Rewrite all of the records below, replacing every "standalone JSON object" with "separate JSON object" and leaving the rest unchanged.

>>

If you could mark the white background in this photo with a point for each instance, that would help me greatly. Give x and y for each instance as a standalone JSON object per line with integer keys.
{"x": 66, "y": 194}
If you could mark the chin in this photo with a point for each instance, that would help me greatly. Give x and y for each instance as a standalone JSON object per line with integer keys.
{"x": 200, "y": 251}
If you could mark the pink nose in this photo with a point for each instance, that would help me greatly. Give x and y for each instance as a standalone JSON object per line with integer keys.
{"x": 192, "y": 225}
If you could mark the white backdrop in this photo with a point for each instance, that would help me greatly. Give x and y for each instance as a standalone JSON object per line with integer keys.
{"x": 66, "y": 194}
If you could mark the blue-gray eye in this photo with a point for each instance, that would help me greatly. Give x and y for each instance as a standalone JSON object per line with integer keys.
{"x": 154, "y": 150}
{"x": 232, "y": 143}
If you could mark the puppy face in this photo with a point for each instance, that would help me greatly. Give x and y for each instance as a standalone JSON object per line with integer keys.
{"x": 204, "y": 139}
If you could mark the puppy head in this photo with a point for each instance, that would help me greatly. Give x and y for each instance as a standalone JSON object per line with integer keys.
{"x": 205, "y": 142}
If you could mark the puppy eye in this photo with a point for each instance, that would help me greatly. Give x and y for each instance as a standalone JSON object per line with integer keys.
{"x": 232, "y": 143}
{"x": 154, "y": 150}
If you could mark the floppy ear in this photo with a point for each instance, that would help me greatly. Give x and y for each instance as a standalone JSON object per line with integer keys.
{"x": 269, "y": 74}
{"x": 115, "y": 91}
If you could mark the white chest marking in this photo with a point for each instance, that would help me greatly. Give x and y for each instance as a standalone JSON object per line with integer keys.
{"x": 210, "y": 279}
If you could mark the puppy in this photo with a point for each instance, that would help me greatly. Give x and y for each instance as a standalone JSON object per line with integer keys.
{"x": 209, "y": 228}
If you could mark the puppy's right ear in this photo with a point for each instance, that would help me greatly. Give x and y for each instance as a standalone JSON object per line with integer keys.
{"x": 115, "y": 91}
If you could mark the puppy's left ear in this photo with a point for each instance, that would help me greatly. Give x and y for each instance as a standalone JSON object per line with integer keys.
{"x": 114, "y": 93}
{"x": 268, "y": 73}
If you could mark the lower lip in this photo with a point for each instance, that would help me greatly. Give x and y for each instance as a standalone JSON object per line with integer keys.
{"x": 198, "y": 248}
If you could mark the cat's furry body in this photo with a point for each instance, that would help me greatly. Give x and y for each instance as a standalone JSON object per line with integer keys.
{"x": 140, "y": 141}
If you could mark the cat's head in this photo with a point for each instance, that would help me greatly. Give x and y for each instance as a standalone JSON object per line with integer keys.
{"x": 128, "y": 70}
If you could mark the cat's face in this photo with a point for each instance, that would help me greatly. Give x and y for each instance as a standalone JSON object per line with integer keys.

<<

- The reply
If you could mark the white background in this photo with a point for each instance, that would help me greatly. Give x and y for each instance as a separate JSON object per line with integer keys.
{"x": 66, "y": 194}
If you could mark the chin in this photo with a point for each instance, that would help me greatly. Give x and y for each instance as a separate JSON object per line with integer keys.
{"x": 200, "y": 251}
If you could mark the pink nose in this photo with a point for each instance, that would help me greatly. Give x and y for each instance as a separate JSON object per line with integer keys.
{"x": 192, "y": 225}
If you could mark the white backdrop in this photo with a point for each instance, that would help me greatly. Give x and y for each instance as a separate JSON object per line with integer keys.
{"x": 66, "y": 194}
If you could mark the blue-gray eye in this photo with a point for each instance, that would help me greatly. Give x and y for each instance as a separate JSON object per line with integer keys.
{"x": 154, "y": 150}
{"x": 232, "y": 143}
If you could mark the puppy face in this photo with a point for each instance, that would help me greatly. Give x and y for each instance as a separate JSON object per line with integer keys.
{"x": 204, "y": 139}
If you could mark the puppy head in this photo with a point for each instance, that would help me greatly. Give x and y for each instance as a separate JSON object per line with integer keys.
{"x": 205, "y": 142}
If you could mark the puppy eye in this photo with a point for each instance, that would help me greatly. Give x and y for each instance as a separate JSON object per line with integer keys.
{"x": 232, "y": 143}
{"x": 154, "y": 150}
If you could mark the floppy ear in this photo with a point for each instance, that would help me greatly. Give x and y for each instance as a separate JSON object per line with integer keys.
{"x": 269, "y": 74}
{"x": 115, "y": 91}
If you could mark the white chest marking in this photo with a point for each instance, that would help me greatly. Give x and y for each instance as a separate JSON object per line with integer keys.
{"x": 210, "y": 279}
If you could mark the puppy in this photo with a point for each instance, that would help me greatly. Give x and y for each instance as a separate JSON object per line with integer keys.
{"x": 209, "y": 228}
If you could mark the puppy's right ear in this photo with a point for each instance, that would help me greatly. Give x and y for each instance as a separate JSON object per line with integer keys.
{"x": 115, "y": 91}
If you could mark the puppy's left ear in this photo with a point for each instance, that would help me greatly. Give x and y for each instance as a separate JSON object per line with integer keys.
{"x": 114, "y": 93}
{"x": 268, "y": 73}
If you could mark the lower lip in this photo with a point for each instance, that would help me greatly. Give x and y for each instance as a separate JSON object per line with integer keys.
{"x": 198, "y": 248}
If you could mark the cat's furry body in this photo with a point for each instance, that would help me greatly. Give x and y for each instance as a separate JSON object per line with integer keys.
{"x": 140, "y": 141}
If you could mark the cat's head in this photo with a point for each instance, that would help me greatly. Give x and y for each instance as a separate JSON object per line with integer keys.
{"x": 128, "y": 70}
If you could mark the cat's face in this photo with a point for each instance, that would help me greatly. Give x and y for each instance as a separate JSON object per line with integer keys.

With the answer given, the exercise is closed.